The opportunity to capture the sentiment of the general public about social events, political movements, company strategies, marketing campaigns, and product preferences has raised growing interest both within the scientific community, leading to many exciting open challenges, as well as in the business world, due to the remarkable benefits of marketing prediction. However, the distillation of knowledge from such a large amount of unstructured information is so difficult that hybridizing different methods from complementary disciplines facing similar challenges is a key activity.
Various Natural Language Processing (NLP) techniques have been applied to process texts to detect subjective statements and their sentiment. This task is known as sentiment analysis, and overlaps with opinion mining. Sentiment analysis over social media faces several challenges due to informal language, uncommon abbreviations, condensed text, ambiguity, illusive context, etc. Much work in recent years focused on investigating new methods for overcoming these problems to increase sentiment analysis accuracy over Twitter and the other social networks [5].

◆ Supplied information:
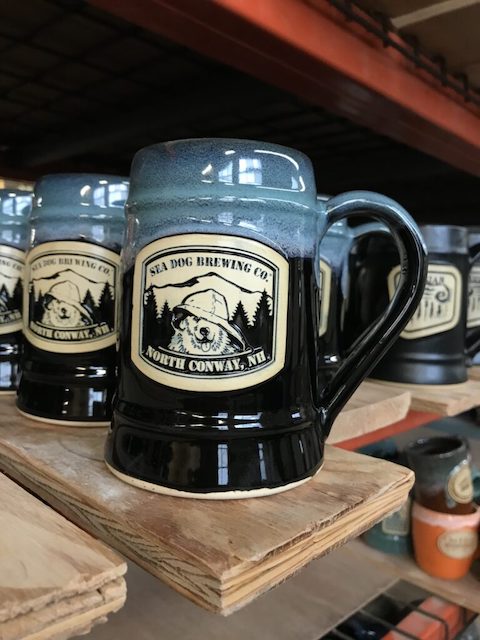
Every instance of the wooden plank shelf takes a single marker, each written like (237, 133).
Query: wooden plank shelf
(372, 407)
(305, 607)
(464, 592)
(220, 555)
(444, 400)
(56, 581)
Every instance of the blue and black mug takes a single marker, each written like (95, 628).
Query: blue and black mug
(71, 299)
(218, 394)
(15, 207)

◆ Problems:
**a)** From the sentiment analysis passage, reproduce the stretch from "Various Natural Language" through "social networks [5].".
**b)** In the sentiment analysis passage, which field does sentiment analysis overlap with?

◆ Expected results:
**a)**
Various Natural Language Processing (NLP) techniques have been applied to process texts to detect subjective statements and their sentiment. This task is known as sentiment analysis, and overlaps with opinion mining. Sentiment analysis over social media faces several challenges due to informal language, uncommon abbreviations, condensed text, ambiguity, illusive context, etc. Much work in recent years focused on investigating new methods for overcoming these problems to increase sentiment analysis accuracy over Twitter and the other social networks [5].

**b)** Opinion mining.